[Exercise requirements] Reproduce the lines below without changes, beginning with the line that contains "Every instance of the gymnast gets" and continuing through the line that contains "<point>69,88</point>", both included. Leave out the pictures.

[Material supplied]
((
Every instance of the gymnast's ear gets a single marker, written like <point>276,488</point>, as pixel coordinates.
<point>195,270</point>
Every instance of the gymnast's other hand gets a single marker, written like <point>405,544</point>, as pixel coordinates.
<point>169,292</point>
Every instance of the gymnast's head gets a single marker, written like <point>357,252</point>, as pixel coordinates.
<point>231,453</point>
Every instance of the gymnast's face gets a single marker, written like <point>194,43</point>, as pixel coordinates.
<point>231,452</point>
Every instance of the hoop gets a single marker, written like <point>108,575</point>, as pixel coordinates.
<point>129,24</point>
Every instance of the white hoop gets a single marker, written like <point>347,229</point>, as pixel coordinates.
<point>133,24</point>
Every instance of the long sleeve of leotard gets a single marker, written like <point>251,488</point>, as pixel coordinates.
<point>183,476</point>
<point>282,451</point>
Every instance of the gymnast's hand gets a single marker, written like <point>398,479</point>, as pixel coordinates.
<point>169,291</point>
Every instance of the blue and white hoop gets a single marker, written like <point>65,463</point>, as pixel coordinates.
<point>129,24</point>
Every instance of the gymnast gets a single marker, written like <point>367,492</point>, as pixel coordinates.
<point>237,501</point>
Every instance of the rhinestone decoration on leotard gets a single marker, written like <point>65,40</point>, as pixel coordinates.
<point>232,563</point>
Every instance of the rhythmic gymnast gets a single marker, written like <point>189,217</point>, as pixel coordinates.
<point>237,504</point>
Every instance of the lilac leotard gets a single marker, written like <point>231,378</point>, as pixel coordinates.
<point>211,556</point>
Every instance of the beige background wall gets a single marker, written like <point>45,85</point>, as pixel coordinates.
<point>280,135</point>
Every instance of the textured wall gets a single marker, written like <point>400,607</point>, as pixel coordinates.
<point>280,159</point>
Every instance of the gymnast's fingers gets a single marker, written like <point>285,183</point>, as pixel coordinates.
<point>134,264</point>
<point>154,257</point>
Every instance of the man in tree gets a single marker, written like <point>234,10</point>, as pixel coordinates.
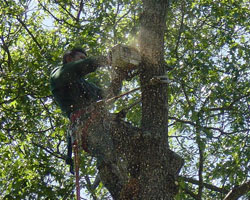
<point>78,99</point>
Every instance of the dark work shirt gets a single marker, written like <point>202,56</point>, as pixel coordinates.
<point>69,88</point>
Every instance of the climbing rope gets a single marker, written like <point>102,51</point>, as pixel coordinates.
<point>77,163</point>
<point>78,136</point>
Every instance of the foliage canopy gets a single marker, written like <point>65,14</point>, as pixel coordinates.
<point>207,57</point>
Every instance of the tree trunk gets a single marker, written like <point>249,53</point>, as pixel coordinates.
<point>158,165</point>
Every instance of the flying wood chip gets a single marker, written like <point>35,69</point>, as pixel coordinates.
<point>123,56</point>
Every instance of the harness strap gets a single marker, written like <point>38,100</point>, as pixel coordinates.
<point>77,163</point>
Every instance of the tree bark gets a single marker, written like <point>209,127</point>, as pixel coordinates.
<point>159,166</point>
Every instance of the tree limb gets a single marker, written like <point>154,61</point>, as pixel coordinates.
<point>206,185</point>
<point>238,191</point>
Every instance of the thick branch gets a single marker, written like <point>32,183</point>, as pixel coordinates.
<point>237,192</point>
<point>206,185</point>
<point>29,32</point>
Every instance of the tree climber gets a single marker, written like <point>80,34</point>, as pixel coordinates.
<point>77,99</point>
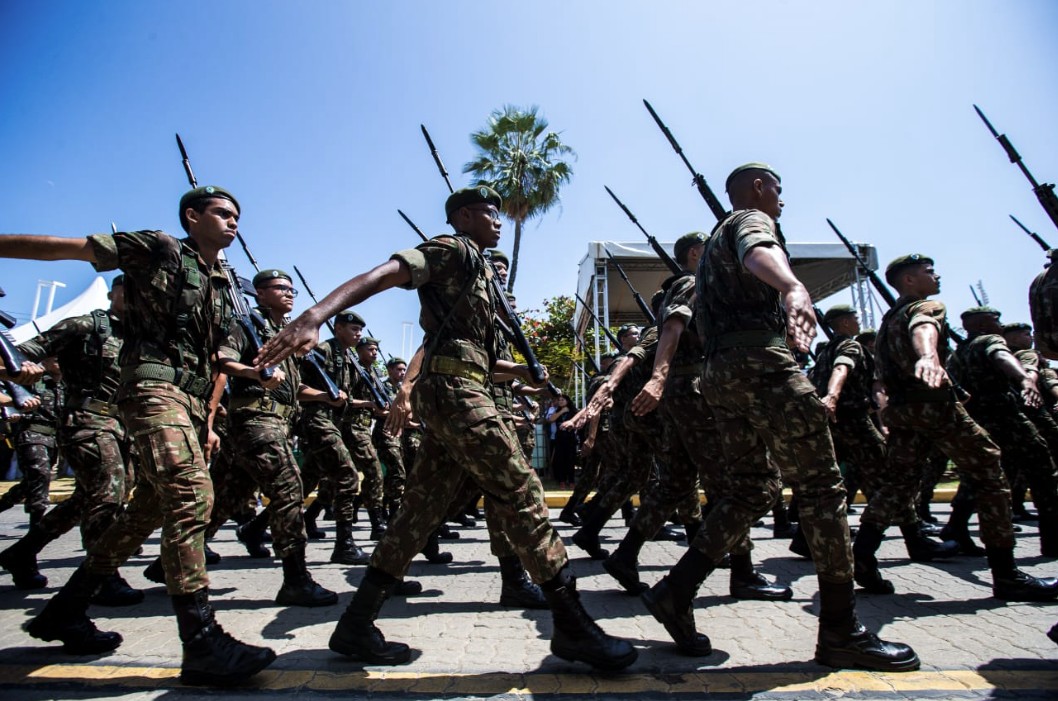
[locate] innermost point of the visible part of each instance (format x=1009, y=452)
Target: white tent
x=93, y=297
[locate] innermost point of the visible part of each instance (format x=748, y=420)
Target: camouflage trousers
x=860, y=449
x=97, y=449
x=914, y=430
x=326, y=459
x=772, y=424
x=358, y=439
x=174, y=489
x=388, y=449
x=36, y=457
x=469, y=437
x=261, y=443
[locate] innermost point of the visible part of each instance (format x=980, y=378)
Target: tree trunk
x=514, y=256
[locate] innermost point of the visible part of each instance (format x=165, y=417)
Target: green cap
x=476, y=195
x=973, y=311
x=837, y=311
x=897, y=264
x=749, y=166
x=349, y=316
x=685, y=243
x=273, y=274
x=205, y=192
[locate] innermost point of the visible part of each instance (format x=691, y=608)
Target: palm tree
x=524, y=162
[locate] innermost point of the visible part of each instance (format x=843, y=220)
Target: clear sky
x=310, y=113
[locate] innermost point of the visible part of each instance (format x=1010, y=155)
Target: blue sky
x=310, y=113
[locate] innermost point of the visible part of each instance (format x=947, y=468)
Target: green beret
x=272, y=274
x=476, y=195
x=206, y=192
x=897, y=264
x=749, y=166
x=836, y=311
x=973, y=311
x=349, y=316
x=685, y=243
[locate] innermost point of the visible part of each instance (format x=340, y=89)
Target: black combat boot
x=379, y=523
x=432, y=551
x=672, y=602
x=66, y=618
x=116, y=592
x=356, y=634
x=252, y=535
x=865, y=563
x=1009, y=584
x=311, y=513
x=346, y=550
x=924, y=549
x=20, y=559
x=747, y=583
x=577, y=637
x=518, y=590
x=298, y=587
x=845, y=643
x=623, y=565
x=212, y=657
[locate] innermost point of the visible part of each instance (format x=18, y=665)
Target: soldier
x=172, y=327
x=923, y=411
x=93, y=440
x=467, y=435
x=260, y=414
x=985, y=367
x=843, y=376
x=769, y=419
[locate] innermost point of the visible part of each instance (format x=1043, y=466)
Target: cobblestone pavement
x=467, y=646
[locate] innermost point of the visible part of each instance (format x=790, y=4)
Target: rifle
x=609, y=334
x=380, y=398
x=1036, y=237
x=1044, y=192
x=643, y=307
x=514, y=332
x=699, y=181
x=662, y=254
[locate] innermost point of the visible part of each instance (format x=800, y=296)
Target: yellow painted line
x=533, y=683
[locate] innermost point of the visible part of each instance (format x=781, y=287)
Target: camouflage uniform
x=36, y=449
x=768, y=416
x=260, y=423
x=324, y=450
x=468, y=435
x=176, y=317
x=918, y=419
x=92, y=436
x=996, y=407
))
((
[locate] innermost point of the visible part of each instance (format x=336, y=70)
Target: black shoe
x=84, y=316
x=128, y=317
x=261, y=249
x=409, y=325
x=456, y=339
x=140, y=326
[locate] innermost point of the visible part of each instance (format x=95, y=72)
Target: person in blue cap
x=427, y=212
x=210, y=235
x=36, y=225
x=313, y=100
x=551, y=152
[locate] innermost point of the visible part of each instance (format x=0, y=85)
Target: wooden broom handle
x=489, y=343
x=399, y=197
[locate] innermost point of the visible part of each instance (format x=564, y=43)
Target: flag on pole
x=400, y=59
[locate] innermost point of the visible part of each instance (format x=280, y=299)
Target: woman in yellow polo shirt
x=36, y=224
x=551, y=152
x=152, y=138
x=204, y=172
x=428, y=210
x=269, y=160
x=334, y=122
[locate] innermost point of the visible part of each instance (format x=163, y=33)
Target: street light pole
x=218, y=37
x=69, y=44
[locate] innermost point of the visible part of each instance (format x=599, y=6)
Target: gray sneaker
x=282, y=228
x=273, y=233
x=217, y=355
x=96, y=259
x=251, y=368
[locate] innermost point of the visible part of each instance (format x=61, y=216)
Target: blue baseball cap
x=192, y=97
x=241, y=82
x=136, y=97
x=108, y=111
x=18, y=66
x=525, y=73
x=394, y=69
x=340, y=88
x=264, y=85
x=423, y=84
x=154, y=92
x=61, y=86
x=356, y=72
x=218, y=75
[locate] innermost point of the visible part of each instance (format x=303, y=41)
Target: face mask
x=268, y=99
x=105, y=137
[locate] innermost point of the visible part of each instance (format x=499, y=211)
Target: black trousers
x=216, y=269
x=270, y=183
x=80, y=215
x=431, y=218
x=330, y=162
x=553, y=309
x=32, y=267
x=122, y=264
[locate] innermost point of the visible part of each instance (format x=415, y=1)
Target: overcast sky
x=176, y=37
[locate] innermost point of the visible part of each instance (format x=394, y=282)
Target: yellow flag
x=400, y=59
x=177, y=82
))
((
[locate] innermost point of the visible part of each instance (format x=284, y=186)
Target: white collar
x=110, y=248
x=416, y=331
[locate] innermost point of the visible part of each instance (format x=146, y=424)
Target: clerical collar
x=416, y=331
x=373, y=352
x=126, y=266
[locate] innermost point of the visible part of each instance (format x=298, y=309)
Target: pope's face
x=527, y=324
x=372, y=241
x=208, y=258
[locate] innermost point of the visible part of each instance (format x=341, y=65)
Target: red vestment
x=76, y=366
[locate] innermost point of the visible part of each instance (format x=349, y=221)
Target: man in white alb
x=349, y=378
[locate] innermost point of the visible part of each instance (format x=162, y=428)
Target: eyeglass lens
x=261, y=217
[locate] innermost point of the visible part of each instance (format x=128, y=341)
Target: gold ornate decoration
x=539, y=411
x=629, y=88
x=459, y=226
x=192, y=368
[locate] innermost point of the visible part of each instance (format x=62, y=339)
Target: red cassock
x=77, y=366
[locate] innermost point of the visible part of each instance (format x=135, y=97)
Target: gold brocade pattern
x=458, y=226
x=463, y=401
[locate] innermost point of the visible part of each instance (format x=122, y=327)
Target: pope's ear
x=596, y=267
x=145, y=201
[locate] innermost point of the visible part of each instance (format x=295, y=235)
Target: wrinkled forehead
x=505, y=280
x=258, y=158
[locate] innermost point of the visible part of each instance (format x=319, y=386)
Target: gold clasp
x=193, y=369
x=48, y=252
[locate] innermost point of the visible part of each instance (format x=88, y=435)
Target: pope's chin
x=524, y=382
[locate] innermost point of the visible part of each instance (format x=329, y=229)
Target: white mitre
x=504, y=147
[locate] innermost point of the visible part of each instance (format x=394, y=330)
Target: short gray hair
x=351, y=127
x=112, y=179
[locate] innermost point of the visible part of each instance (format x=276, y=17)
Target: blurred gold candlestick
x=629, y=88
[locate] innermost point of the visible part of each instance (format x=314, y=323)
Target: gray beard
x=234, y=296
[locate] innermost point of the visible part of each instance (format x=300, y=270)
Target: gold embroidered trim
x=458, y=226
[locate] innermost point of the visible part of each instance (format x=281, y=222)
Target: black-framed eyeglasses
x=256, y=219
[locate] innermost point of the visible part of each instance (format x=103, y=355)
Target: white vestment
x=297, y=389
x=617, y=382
))
[Finished exercise]
Every instance of the gymnast gets a single marker, written like <point>367,492</point>, as pixel coordinates.
<point>237,501</point>
Every instance of the rhinestone decoration on leotard gets a single marker, written like <point>65,40</point>, as pixel coordinates.
<point>232,563</point>
Every instance of the rhythmic gymnast gets a single marker, written like <point>189,217</point>, as pixel coordinates.
<point>237,504</point>
Every instance of the lilac leotard gets a single marker, written like <point>231,378</point>, as pixel coordinates.
<point>211,556</point>
Every instance of the beige background wall gets a single marker, written like <point>45,85</point>, as pixel coordinates.
<point>280,135</point>
Every instance of the textured wall gets a single marker, written like <point>400,607</point>, as pixel coordinates.
<point>280,159</point>
Every instance of the gymnast's fingers gets a single marker, written like <point>285,183</point>, as pixel coordinates.
<point>134,264</point>
<point>154,257</point>
Every instance of the man in tree gets a single marker, written like <point>234,10</point>, as pixel coordinates.
<point>78,99</point>
Every instance of the dark work shirt gets a single marker, written like <point>202,56</point>, as pixel coordinates.
<point>69,88</point>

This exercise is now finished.